=== Section Start ===

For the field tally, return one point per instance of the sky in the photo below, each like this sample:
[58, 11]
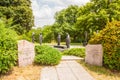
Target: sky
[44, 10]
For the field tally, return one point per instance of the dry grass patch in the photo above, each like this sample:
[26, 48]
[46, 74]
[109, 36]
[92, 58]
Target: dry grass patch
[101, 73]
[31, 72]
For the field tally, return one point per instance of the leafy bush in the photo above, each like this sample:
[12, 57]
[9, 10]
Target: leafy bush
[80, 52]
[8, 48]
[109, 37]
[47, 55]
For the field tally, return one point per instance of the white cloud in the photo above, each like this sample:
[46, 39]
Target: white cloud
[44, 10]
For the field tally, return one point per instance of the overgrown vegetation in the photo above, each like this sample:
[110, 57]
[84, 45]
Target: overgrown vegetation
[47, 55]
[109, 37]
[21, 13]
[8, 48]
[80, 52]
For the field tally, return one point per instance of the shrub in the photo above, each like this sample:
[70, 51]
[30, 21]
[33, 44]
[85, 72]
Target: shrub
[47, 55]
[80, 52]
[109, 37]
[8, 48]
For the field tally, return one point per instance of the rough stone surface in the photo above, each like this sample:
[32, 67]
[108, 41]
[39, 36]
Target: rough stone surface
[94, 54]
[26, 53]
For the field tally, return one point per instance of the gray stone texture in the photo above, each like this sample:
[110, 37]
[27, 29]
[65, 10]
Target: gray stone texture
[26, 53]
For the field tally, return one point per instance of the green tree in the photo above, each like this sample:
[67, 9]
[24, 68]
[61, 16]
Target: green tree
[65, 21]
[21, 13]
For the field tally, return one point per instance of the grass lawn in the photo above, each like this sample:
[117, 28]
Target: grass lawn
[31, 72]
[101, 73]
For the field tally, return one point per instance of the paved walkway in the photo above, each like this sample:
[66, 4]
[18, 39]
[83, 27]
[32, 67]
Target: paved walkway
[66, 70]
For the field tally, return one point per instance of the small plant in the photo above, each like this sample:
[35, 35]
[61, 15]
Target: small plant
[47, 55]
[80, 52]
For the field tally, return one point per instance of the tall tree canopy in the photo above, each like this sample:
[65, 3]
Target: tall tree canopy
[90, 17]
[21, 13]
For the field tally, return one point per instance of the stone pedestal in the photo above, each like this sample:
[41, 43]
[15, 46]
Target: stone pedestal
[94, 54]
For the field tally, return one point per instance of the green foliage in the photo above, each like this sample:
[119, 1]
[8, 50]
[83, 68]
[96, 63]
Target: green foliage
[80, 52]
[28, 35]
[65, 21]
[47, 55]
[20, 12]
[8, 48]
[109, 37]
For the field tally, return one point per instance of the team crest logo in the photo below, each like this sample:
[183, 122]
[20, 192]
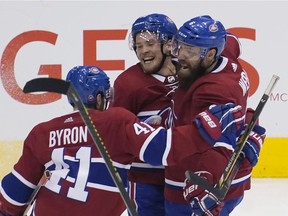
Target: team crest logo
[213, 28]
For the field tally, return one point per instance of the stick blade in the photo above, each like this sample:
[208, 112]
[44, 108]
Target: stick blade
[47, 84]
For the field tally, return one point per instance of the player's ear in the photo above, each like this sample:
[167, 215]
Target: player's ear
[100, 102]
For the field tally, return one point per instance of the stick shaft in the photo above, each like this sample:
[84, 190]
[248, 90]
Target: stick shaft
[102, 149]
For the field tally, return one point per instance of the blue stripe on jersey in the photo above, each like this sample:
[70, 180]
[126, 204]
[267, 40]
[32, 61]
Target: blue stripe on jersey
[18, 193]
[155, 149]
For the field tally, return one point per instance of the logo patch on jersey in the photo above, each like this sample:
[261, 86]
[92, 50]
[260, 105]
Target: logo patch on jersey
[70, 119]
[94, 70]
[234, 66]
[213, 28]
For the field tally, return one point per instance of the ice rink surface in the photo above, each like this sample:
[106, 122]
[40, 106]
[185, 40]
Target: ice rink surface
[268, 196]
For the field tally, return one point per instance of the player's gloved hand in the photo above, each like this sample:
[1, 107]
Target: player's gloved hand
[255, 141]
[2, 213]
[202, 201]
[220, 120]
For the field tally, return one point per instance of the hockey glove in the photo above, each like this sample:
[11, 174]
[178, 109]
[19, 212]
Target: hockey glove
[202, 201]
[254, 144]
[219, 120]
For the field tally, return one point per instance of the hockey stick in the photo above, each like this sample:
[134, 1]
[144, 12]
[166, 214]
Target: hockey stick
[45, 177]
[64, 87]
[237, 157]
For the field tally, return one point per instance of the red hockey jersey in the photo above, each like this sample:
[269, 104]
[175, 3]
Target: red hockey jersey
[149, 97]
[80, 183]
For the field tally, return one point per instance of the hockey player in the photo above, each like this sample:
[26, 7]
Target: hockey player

=== Section End ===

Problem requirements:
The task calls for every line of the material that contains the string "below".

Expected output:
For the field tally, return one point per instance of the sky in the photo below, each like this sample:
For the field tally, return one point per instance of the team crest logo in the photo below, each like this sample:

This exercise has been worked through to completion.